## PROBLEM 1
How would you translate this sentence from the text on library expenditure into Spanish: "This also helps in balancing the incoming funds and expenditure."

## EXCERPTED TEXT
The chief characteristics of library expenditure are:
-       Library is a spending organization.
-       Library is an organization that keeps growing all the time.
-       Library expenditure is recurring.

7.1 Principles of library expenditure

The principles of library expenditure are:
-       Principle of economy
-       Principle of maximum aggregate benefit
-       Principle of advance planning
-       Principle of equitable allocation

Let us know a few details of these principles.
Principle of economy

This means that economy be exercised in all expenditures. By all means unnecessary duplication, wastage and extra spending be avoided. Also the expenditure should not exceed the approved budget.

Principle of maximum aggregate benefit

As libraries are service organization, they exist for the sole benefit of the users. Therefore, the librarian should,  while selecting the reading materials, take extra care to select only those materials which will be really of maximum  benefit to the users. Also the services should be planned in such a manner that maximum number of users are able to utilize them.

Principle of advance planning

It is desired that the library expenditure be planned in advance so that when the time comes to actually carry out an activity, there are no problems. This also helps in balancing the incoming funds and expenditure. In case of journals, advance orders should be placed to avoid unavailability at a later date.

Principle of equitable allocation 

Library funds should be suitably/equally distributed for various kinds of reading materials and care should be taken that all subjects are suitable covered. The balance while building collection is very much desirable for smooth operation of the library. Similarly for modern services more funds be allocated than the traditional and already continuing services.

In libraries, there are two competing  principles, namely the need to sustain funding to the library system and the need to protect the resources required by various  units or the library for their own on going activities. Additionally,  meeting the needs of professional staff of library in the present day technological world will also have to be taken care of.  The decisions regarding the library’s priorities too are required to be taken into account all the time and it has to be not just on annual basis but to be carried out as an on-going activity.

7.2 Classification of Library Expenditure

In the previous section we have seen that the  recurring grants are given for purchase of library materials like books, journals, operation of regular/continuing services or activities of the library besides the salaries and wages to the library staff members.  These are made available every year. On the other hand, the non-recurring grants are given for specific purposes like building construction, setting  up of library automation activity, renovation of existing facilities, purchase of furniture or computer systems or other equipment, etc. Keeping in view this aspect, library expenditure can be classified into several heads which vary from library to library.

In some organizations, we just see expenditures listed only as recurring and non-recurring but in some cases it may be listed in details as below:
-       Books and journals
-       Salaries and wages
-       Stationery and other consumables
-       Binding of books and journals
-       Postage and telecommunication charges
-       Vehicles
-       Equipment (including maintenance) 
-       Furniture
-       Maintenance (includes building upkeep, security, cleaning, electricity, water, etc.)
-       Printing and publishing
-       Miscellaneous and contingency

In some large libraries, the above may be listed under programme, institutional and capital budget components. There is not hard and fast rule regarding budget heads and it may vary from organization to organization.


The future of any information organization depends upon the adequate and regular flow of funds. It is thus essential that the financial estimation  may be carried out correctly and properly so that financing is proper. As is done by other kind of institutions, libraries too need to carry out financial estimation  of their future resources and activities. The best way to correctly prepare the financial estimation is to make a thorough study of the next year expected activities and the resources required to carry out these activities. Then against each resources, the expected costs can be calculated and thus in this manner an error free financial estimation can be carried out.

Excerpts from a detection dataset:
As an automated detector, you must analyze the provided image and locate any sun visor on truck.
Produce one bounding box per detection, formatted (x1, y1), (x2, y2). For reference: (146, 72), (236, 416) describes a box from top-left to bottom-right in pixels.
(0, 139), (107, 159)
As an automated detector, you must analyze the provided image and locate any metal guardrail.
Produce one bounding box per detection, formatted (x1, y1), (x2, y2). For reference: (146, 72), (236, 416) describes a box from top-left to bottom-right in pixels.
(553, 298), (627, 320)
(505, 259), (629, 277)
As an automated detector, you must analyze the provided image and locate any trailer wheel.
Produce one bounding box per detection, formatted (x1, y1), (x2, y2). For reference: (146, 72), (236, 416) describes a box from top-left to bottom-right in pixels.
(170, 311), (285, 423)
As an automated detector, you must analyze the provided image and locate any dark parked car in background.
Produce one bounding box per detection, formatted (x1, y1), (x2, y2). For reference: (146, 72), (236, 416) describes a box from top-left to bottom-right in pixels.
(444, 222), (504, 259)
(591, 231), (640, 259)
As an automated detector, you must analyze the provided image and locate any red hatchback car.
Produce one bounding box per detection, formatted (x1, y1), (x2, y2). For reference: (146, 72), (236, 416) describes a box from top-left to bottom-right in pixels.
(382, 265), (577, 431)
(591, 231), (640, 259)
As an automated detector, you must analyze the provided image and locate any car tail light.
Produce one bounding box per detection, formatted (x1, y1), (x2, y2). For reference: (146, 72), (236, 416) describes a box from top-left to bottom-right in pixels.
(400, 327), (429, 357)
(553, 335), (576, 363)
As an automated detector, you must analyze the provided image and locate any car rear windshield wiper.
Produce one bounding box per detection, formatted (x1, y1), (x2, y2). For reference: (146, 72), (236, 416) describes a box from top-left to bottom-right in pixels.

## PROBLEM 2
Can you copy the rows word for word, from the first row through the line that contains "(505, 259), (629, 277)", with both ends included?

## EXPECTED ANSWER 1
Esto también ayuda a equilibrar los fondos entrantes y los gastos.

## EXPECTED ANSWER 2
As an automated detector, you must analyze the provided image and locate any sun visor on truck.
Produce one bounding box per detection, formatted (x1, y1), (x2, y2). For reference: (146, 72), (236, 416) describes a box from top-left to bottom-right in pixels.
(0, 139), (107, 159)
As an automated detector, you must analyze the provided image and locate any metal guardrail.
Produce one bounding box per detection, formatted (x1, y1), (x2, y2). For reference: (146, 72), (236, 416) describes a box from top-left to bottom-right in pixels.
(553, 298), (627, 320)
(505, 259), (629, 277)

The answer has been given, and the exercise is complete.